# TASK BRIEF
Can you format the records from the line holding "of the distant" through the end of the records, inclusive, as a two-column CSV headed instruction and points, with one row per record? Put each record's text and its answer in one quoted field each, turn line breaks into spaces, and leave the pictures out.

# INFORMATION PROVIDED
<<<<

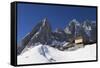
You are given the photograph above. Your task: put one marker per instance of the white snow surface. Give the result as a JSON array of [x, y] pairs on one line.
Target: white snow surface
[[32, 56]]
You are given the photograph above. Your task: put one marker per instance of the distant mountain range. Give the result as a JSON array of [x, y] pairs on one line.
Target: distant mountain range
[[43, 34]]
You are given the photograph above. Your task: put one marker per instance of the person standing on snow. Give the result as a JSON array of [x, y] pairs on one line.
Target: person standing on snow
[[43, 50]]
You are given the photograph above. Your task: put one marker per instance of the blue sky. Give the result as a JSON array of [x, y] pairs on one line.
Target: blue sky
[[28, 15]]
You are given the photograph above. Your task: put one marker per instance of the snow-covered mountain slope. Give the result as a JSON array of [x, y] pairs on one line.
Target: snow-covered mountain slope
[[33, 56]]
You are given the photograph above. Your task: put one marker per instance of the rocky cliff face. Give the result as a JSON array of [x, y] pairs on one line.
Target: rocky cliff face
[[43, 34]]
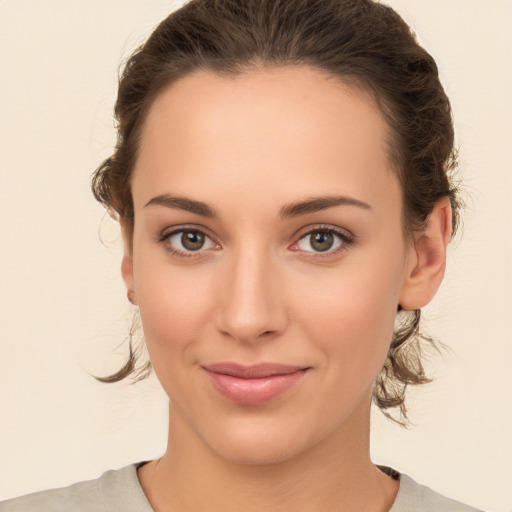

>>>>

# RESULT FOR THIS EXERCISE
instruction,points
"You are given the photograph above. Your task: put one marker per instance of the distant mountain range. Give the result as a JSON array of [x, y] pairs on one line. Target: distant mountain range","[[43, 34]]"
"You are given the photograph above. Your task: put one marker per instance of the person standing on snow. Give the result as a JSON array of [x, y] pairs on one line. Target: person standing on snow","[[43, 50]]"
"You are given the photograph above. Your task: put one marker per instance of the blue sky. Give the result as a JSON array of [x, y] pairs on one line. Target: blue sky","[[28, 15]]"
"You are given the photograph above. Your task: put one marker per instance of the snow-covered mountain slope. Give the result as a JSON array of [x, y] pairs on one line. Target: snow-covered mountain slope","[[33, 56]]"
"You are given the photograph above. Your task: put one marker per instance of the rocky cliff face. Give the result as a JSON array of [x, y] pairs on one line. Target: rocky cliff face","[[43, 34]]"